To be done: Filter the material below down to the lines that contain the word "boulder", and copy each of those lines.

Data in this exercise:
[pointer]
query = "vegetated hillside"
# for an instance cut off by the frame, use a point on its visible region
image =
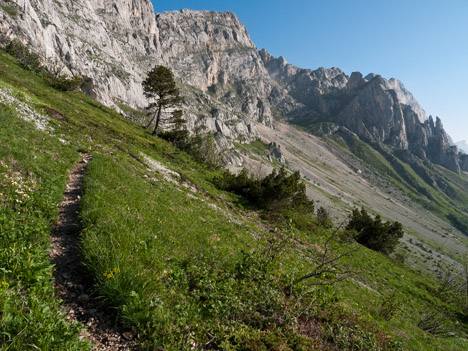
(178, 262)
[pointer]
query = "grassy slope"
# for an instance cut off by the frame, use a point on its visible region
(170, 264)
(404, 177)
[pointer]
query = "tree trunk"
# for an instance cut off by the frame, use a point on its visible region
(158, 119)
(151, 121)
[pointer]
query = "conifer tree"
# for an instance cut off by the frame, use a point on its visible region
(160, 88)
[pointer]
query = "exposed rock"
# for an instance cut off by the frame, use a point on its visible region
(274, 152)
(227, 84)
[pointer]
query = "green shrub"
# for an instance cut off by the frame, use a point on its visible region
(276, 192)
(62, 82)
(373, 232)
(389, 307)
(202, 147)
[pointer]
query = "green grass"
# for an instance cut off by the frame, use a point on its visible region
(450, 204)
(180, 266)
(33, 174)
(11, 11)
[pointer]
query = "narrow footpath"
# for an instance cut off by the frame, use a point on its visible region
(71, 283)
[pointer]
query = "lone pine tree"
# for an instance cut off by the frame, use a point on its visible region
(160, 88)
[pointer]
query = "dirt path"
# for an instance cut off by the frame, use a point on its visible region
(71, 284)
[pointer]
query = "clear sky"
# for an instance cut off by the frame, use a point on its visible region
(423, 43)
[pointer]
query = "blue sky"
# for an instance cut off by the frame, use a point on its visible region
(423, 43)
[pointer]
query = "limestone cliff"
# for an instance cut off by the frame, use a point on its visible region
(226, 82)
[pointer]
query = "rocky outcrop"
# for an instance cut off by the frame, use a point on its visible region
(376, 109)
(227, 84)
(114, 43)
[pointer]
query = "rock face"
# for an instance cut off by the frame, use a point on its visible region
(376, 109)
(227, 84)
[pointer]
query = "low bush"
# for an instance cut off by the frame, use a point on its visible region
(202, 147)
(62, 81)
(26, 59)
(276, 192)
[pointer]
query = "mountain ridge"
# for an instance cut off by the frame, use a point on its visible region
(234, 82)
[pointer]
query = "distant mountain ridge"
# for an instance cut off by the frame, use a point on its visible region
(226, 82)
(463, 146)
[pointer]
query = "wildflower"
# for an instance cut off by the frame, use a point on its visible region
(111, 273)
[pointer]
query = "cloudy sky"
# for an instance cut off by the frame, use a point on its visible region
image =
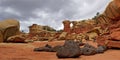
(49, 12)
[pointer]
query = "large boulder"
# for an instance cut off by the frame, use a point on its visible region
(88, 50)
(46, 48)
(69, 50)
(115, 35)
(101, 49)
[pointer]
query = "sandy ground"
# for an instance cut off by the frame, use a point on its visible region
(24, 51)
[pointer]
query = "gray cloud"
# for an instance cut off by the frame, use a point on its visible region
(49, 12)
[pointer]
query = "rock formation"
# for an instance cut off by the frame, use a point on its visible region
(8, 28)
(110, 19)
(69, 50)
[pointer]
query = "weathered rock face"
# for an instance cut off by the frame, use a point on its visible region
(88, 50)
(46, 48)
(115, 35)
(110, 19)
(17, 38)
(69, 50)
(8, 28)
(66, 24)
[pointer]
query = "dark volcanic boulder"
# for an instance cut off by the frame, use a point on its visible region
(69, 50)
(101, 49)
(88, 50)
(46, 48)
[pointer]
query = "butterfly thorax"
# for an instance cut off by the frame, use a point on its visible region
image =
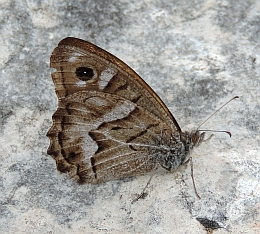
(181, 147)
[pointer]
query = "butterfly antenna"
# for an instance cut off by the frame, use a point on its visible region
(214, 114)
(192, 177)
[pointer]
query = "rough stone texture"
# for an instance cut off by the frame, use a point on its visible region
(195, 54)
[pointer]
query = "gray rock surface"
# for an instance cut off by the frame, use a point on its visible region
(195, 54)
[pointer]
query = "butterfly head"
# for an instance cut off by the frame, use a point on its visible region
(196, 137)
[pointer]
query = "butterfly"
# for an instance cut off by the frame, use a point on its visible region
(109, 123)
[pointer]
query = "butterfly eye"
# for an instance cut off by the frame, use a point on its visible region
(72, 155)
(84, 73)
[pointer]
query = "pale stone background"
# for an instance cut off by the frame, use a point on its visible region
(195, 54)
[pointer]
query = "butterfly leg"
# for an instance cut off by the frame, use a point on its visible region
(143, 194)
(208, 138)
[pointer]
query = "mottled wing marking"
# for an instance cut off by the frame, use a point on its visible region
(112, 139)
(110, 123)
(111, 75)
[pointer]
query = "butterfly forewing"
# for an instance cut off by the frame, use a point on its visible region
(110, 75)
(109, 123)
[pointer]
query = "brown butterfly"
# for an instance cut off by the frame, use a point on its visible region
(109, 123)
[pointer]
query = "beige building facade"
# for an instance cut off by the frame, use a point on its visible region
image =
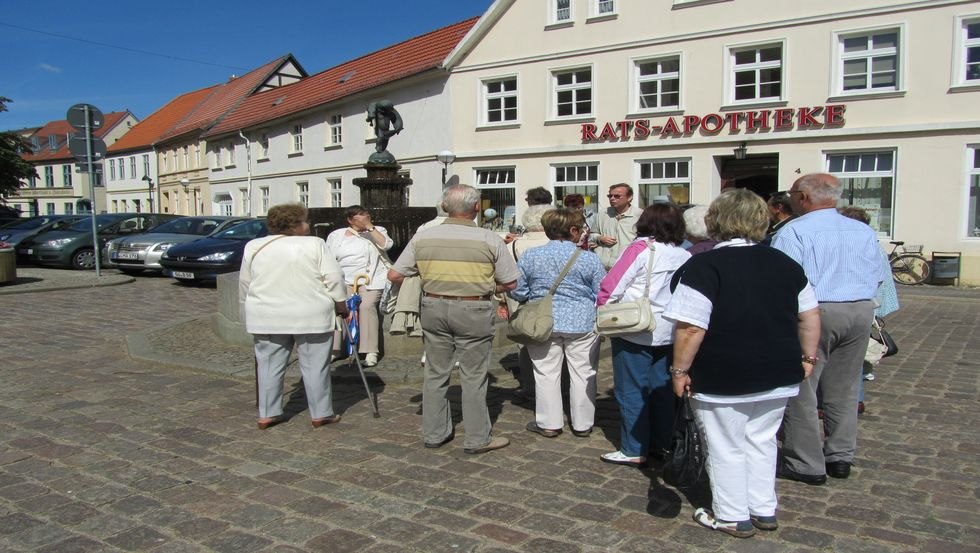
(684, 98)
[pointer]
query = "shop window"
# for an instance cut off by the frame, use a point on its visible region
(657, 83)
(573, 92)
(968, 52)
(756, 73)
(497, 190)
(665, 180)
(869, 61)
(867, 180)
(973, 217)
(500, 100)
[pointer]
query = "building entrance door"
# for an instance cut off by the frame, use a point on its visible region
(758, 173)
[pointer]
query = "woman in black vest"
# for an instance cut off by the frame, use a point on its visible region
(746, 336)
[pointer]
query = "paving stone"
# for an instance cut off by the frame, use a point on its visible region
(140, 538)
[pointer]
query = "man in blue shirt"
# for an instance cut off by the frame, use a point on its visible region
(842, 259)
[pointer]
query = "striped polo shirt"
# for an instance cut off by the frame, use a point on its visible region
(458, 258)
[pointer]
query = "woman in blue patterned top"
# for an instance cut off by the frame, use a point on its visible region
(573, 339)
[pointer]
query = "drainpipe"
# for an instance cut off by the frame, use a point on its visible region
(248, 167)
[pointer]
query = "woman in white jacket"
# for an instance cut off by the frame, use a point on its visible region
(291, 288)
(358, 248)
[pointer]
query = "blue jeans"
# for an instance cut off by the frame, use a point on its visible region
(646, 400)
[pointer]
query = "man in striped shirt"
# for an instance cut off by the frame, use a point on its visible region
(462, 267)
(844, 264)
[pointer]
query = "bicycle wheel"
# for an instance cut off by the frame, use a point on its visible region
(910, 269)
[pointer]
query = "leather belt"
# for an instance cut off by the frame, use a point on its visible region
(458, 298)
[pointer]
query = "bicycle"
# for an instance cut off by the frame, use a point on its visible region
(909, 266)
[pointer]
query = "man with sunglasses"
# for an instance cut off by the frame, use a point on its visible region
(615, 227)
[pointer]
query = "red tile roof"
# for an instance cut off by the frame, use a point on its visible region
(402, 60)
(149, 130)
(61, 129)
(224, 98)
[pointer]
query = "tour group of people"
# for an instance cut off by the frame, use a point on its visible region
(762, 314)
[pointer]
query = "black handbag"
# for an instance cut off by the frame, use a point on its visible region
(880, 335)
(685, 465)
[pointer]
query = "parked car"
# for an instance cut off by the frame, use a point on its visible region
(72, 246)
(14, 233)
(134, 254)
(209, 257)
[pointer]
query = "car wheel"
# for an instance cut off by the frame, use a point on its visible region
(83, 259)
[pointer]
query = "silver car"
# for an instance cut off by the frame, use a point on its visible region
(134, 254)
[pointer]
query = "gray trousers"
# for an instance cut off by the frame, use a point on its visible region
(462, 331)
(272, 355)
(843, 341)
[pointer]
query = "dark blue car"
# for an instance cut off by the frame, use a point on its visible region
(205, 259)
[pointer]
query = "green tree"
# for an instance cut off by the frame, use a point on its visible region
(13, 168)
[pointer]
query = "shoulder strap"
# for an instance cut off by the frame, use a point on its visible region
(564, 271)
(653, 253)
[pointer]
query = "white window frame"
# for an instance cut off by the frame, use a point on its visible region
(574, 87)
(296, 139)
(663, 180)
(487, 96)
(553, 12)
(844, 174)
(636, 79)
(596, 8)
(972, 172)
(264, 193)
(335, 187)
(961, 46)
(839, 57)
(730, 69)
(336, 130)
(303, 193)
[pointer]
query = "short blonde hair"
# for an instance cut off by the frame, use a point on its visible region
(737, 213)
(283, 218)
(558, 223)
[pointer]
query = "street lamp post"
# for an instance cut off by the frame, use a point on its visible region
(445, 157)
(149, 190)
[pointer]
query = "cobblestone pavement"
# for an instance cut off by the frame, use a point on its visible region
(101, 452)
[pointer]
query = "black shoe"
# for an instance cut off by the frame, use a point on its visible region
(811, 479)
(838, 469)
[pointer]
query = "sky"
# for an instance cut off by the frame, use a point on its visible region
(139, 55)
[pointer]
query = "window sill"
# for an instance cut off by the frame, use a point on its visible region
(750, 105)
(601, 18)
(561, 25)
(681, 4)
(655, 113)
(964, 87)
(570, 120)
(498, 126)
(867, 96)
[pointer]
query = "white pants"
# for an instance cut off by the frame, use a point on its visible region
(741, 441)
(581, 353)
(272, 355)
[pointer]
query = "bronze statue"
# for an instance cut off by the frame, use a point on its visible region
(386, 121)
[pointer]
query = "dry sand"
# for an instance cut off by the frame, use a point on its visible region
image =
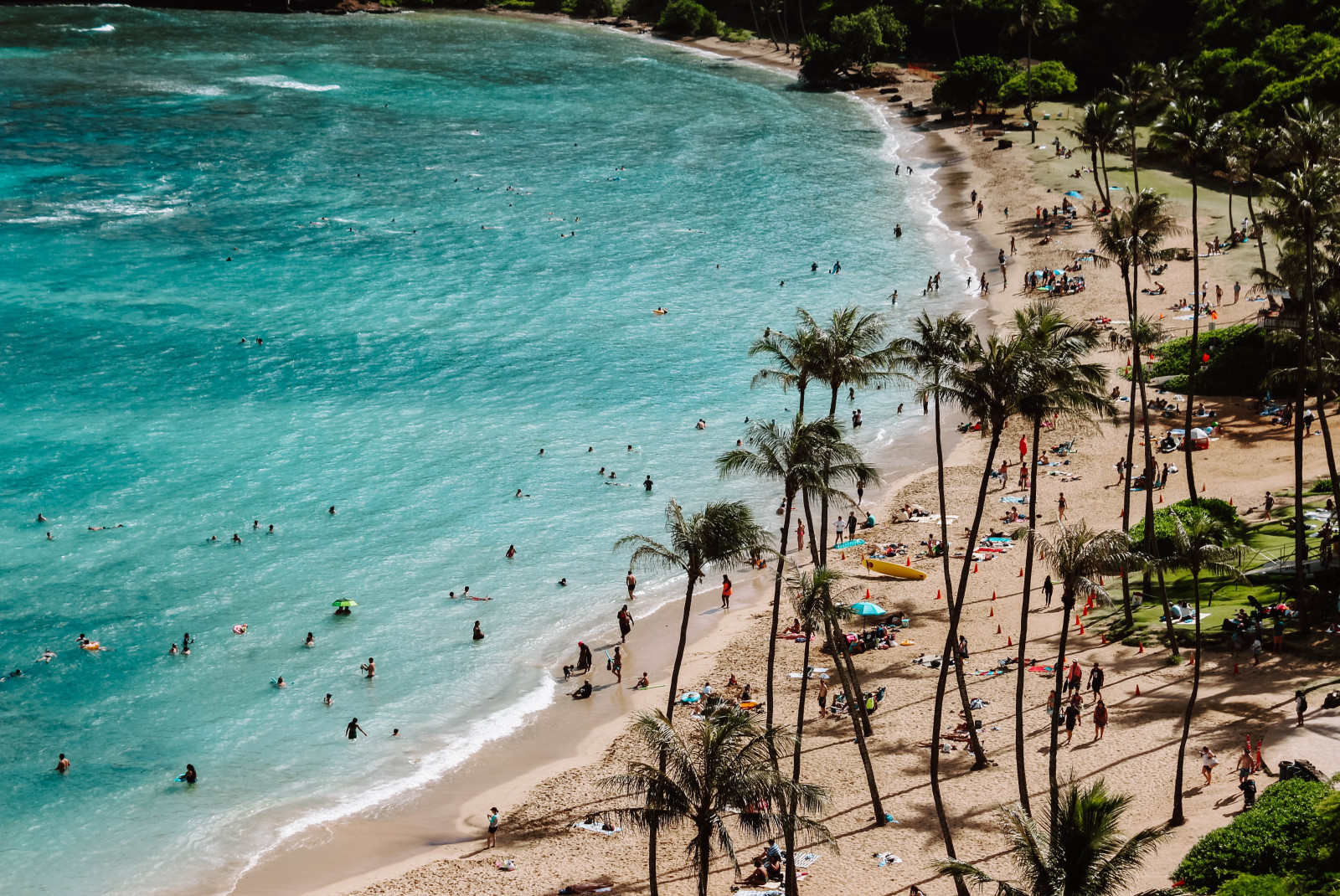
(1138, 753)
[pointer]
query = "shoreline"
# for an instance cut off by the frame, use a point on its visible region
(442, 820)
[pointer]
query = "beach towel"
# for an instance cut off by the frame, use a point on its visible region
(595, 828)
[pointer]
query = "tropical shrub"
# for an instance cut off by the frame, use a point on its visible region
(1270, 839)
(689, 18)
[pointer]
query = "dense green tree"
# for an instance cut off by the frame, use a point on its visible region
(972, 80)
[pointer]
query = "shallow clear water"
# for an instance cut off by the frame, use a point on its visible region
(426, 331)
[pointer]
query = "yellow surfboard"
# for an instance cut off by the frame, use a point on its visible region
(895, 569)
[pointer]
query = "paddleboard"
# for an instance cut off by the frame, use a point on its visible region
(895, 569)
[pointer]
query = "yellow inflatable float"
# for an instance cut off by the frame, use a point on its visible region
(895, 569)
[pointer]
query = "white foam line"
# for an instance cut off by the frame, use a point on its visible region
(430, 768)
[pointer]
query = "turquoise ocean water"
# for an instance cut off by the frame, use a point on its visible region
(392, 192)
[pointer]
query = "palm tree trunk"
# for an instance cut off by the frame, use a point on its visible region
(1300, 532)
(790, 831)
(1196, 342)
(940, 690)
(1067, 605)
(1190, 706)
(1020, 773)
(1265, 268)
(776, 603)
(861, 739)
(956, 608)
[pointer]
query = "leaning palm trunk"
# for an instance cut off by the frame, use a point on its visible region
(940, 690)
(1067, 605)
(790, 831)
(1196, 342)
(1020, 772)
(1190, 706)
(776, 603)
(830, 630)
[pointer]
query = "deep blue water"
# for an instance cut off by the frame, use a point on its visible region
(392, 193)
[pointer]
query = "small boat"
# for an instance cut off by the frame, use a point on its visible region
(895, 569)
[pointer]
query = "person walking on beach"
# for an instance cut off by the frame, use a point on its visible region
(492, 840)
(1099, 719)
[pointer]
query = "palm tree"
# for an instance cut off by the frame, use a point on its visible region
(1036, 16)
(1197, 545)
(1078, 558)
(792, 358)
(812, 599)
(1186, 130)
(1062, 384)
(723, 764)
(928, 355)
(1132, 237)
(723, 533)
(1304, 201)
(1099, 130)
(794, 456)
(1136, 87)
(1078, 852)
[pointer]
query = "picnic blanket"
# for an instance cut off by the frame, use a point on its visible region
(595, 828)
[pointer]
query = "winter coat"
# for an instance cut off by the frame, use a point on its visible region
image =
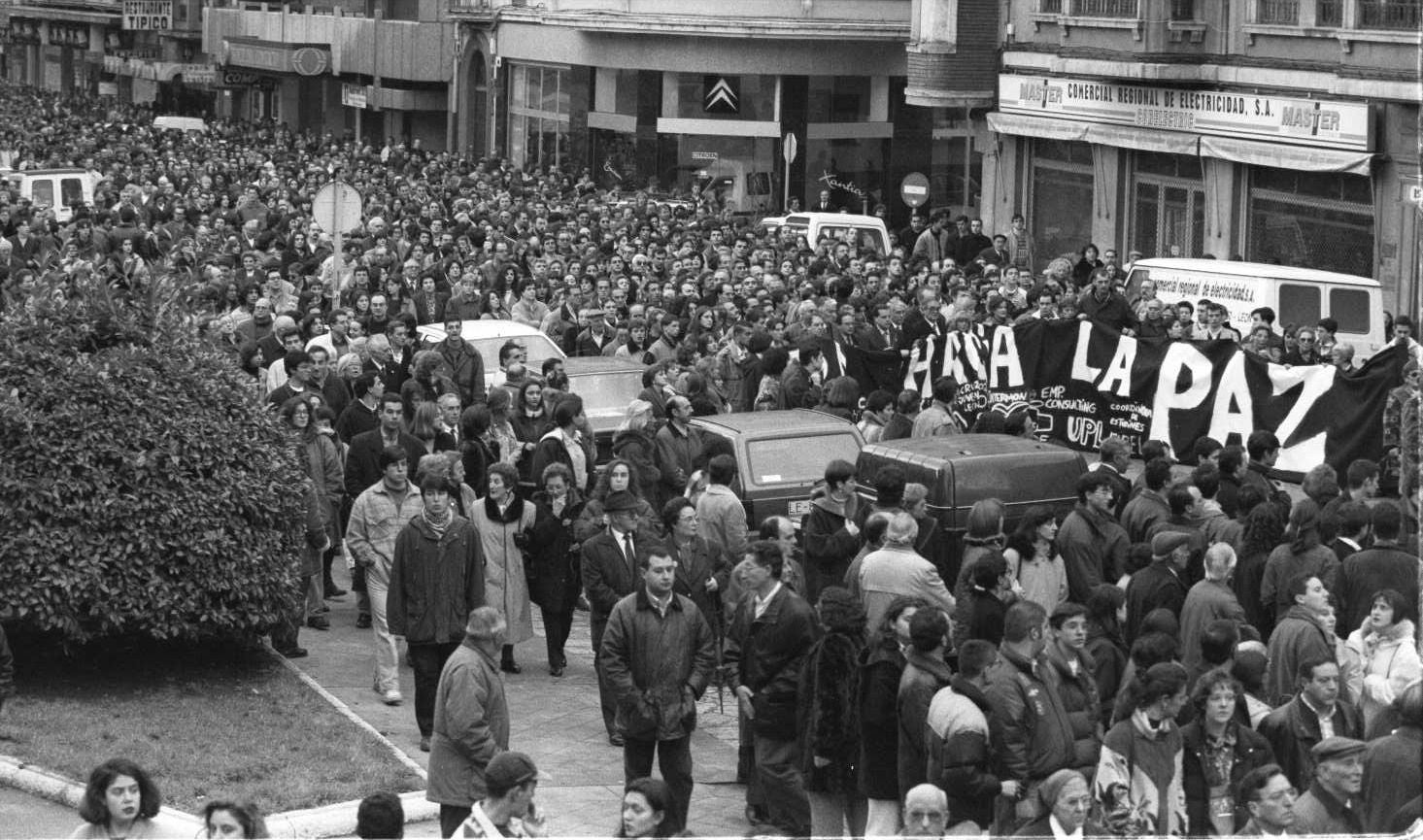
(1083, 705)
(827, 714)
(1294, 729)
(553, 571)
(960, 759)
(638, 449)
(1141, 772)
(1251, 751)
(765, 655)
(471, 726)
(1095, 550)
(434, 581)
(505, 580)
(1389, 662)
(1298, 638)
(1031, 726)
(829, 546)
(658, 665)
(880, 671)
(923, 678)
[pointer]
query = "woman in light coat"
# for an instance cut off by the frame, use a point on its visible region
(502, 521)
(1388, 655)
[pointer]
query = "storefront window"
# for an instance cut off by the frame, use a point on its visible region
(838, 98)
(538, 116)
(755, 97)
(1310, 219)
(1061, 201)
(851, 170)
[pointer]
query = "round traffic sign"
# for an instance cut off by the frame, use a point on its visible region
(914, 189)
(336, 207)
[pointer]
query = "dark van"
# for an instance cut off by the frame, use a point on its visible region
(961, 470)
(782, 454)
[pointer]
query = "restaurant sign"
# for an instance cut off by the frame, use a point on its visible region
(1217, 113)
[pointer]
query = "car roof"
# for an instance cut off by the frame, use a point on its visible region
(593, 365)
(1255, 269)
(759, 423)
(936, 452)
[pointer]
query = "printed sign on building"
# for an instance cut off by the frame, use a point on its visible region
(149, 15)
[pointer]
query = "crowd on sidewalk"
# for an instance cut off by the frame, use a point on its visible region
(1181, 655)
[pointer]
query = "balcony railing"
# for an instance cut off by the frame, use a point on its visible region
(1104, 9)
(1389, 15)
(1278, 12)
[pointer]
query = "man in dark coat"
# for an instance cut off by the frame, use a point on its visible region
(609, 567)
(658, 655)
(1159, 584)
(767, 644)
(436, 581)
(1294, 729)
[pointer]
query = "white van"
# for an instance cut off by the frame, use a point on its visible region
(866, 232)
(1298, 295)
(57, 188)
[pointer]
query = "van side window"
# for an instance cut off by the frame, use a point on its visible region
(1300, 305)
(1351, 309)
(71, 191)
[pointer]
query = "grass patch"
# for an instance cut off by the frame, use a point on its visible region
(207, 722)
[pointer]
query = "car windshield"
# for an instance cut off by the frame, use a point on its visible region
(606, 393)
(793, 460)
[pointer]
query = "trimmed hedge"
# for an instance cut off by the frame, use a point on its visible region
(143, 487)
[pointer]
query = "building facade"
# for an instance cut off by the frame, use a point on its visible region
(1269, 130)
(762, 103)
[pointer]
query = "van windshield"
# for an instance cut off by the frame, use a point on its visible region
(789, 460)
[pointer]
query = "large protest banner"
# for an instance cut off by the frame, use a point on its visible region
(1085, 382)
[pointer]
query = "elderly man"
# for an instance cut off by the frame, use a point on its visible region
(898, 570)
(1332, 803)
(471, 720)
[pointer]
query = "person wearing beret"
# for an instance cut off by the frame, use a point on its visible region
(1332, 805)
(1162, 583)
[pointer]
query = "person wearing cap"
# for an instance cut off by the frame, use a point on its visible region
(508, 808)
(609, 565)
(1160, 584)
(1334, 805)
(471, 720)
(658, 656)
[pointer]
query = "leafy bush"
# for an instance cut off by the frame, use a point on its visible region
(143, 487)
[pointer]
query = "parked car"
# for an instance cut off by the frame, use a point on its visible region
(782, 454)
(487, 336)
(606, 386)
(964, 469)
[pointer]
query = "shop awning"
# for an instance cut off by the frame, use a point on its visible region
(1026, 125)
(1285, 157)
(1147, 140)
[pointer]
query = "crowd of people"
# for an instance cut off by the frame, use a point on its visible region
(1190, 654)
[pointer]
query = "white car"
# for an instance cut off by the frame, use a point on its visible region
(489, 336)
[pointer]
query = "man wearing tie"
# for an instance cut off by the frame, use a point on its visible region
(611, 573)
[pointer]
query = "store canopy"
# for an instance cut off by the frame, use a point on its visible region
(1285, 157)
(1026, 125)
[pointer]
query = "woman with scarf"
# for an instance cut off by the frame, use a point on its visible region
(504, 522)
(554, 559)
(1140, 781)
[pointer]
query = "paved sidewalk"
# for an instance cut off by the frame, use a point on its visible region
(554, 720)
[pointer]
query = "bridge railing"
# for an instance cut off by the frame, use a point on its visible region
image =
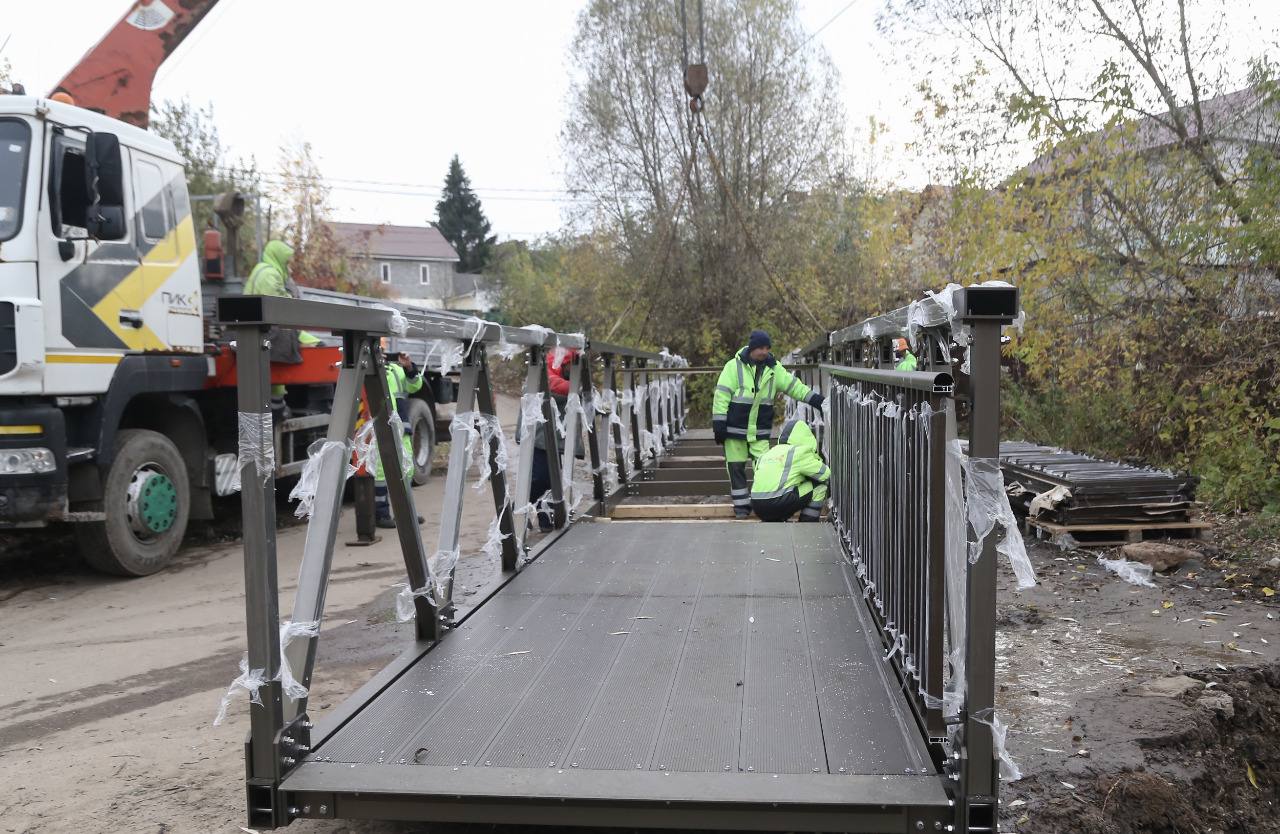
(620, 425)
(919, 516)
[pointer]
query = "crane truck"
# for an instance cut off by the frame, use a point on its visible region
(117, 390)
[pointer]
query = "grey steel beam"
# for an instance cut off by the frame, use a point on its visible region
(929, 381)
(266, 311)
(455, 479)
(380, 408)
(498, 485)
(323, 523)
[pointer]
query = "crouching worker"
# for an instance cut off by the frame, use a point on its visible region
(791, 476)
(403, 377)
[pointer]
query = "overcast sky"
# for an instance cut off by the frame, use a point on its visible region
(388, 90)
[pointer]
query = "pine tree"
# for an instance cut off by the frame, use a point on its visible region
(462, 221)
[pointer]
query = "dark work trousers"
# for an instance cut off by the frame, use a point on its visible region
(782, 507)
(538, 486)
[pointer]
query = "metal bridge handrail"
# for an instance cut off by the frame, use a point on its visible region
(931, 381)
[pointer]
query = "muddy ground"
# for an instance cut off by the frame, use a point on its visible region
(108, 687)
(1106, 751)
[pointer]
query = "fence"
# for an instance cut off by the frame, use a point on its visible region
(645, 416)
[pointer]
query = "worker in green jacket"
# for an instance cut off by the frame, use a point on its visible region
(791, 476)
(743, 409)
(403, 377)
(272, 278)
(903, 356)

The result:
query = "large boulder"
query = "dark volcanic boulder"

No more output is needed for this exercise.